- _EXERCISE INPUTS_
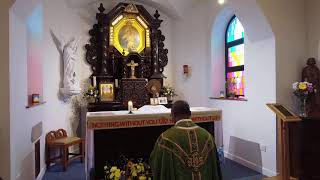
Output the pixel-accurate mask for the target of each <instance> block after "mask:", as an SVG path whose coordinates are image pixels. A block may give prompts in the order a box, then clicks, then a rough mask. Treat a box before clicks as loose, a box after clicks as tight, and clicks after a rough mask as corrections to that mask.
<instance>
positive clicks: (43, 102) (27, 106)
mask: <svg viewBox="0 0 320 180" xmlns="http://www.w3.org/2000/svg"><path fill="white" fill-rule="evenodd" d="M45 103H46V102H45V101H43V102H40V103H37V104H28V105H27V106H26V109H30V108H33V107H37V106H40V105H42V104H45Z"/></svg>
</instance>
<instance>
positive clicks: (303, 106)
mask: <svg viewBox="0 0 320 180" xmlns="http://www.w3.org/2000/svg"><path fill="white" fill-rule="evenodd" d="M306 101H307V98H302V99H301V100H300V107H299V116H300V117H307V111H306Z"/></svg>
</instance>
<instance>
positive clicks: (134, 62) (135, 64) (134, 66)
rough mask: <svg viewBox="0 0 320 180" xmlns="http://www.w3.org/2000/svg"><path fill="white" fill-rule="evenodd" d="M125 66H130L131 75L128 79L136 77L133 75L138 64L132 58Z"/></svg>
mask: <svg viewBox="0 0 320 180" xmlns="http://www.w3.org/2000/svg"><path fill="white" fill-rule="evenodd" d="M127 66H130V67H131V76H130V79H136V76H135V68H136V66H139V64H138V63H135V62H134V61H133V60H131V62H130V63H128V64H127Z"/></svg>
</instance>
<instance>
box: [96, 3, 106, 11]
mask: <svg viewBox="0 0 320 180" xmlns="http://www.w3.org/2000/svg"><path fill="white" fill-rule="evenodd" d="M98 10H99V11H100V13H103V12H104V11H105V10H106V9H105V8H104V7H103V4H102V3H100V7H99V8H98Z"/></svg>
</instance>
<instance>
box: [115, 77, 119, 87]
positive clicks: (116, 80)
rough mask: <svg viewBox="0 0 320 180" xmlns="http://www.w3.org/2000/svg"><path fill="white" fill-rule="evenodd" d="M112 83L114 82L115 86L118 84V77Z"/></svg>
mask: <svg viewBox="0 0 320 180" xmlns="http://www.w3.org/2000/svg"><path fill="white" fill-rule="evenodd" d="M114 83H115V86H116V87H118V86H119V84H118V79H115V80H114Z"/></svg>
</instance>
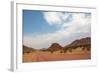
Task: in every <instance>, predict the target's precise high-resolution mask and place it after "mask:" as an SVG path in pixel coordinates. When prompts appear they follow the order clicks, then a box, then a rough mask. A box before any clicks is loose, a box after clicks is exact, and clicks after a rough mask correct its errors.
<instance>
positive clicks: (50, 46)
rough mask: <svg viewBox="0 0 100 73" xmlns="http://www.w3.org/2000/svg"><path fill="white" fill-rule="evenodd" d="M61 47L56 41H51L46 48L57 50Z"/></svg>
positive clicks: (62, 48) (50, 50)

- _WHAT IS NEEDED_
Whatever the records hold apart from pictures should be repeated exactly.

- _RESPONSE TO THIS EXERCISE_
Output the pixel-accurate mask for the target of each <instance> block after "mask:", as an SVG path whose coordinates are image pixels. A block may give prompts in the order a box, then clicks, then a rough mask. Treat a box before clicks as loose, a box after clicks as tight, and clicks after a rough mask as corrections to that mask.
<instance>
positive clicks: (43, 102) (27, 106)
mask: <svg viewBox="0 0 320 180" xmlns="http://www.w3.org/2000/svg"><path fill="white" fill-rule="evenodd" d="M45 103H46V102H45V101H43V102H40V103H37V104H28V105H27V106H26V109H30V108H33V107H37V106H40V105H42V104H45Z"/></svg>
</instance>
<instance>
positive clicks: (303, 106)
mask: <svg viewBox="0 0 320 180" xmlns="http://www.w3.org/2000/svg"><path fill="white" fill-rule="evenodd" d="M306 101H307V98H302V99H301V100H300V107H299V116H300V117H307V111H306Z"/></svg>
</instance>
<instance>
positive clicks: (134, 62) (135, 64) (134, 66)
rough mask: <svg viewBox="0 0 320 180" xmlns="http://www.w3.org/2000/svg"><path fill="white" fill-rule="evenodd" d="M125 66H130L131 75L128 79L136 77L133 75L138 64L132 58Z"/></svg>
mask: <svg viewBox="0 0 320 180" xmlns="http://www.w3.org/2000/svg"><path fill="white" fill-rule="evenodd" d="M127 66H130V67H131V76H130V79H136V76H135V68H136V66H139V64H138V63H135V62H134V61H133V60H131V62H130V63H128V64H127Z"/></svg>
</instance>
<instance>
box: [96, 3, 106, 11]
mask: <svg viewBox="0 0 320 180" xmlns="http://www.w3.org/2000/svg"><path fill="white" fill-rule="evenodd" d="M98 10H99V11H100V13H103V12H104V11H105V10H106V9H105V8H104V7H103V4H102V3H100V7H99V8H98Z"/></svg>
</instance>
<instance>
box: [115, 77, 119, 87]
positive clicks: (116, 80)
rough mask: <svg viewBox="0 0 320 180" xmlns="http://www.w3.org/2000/svg"><path fill="white" fill-rule="evenodd" d="M112 83L114 82L115 86L118 84V77Z"/></svg>
mask: <svg viewBox="0 0 320 180" xmlns="http://www.w3.org/2000/svg"><path fill="white" fill-rule="evenodd" d="M114 83H115V86H116V87H118V86H119V84H118V79H115V80H114Z"/></svg>
</instance>
Task: in every <instance>, predict the target's precise high-resolution mask and place it after "mask:" as an SVG path in pixel coordinates. When prompts appear they follow the order clicks, then a box, then a rough mask. A box before any clicks is loose, a box after clicks is exact, and clicks after a rough mask correct its errors.
<instance>
positive clicks: (50, 46)
rough mask: <svg viewBox="0 0 100 73" xmlns="http://www.w3.org/2000/svg"><path fill="white" fill-rule="evenodd" d="M61 47L56 41H51L46 48L57 50Z"/></svg>
positive clicks: (62, 48) (50, 50)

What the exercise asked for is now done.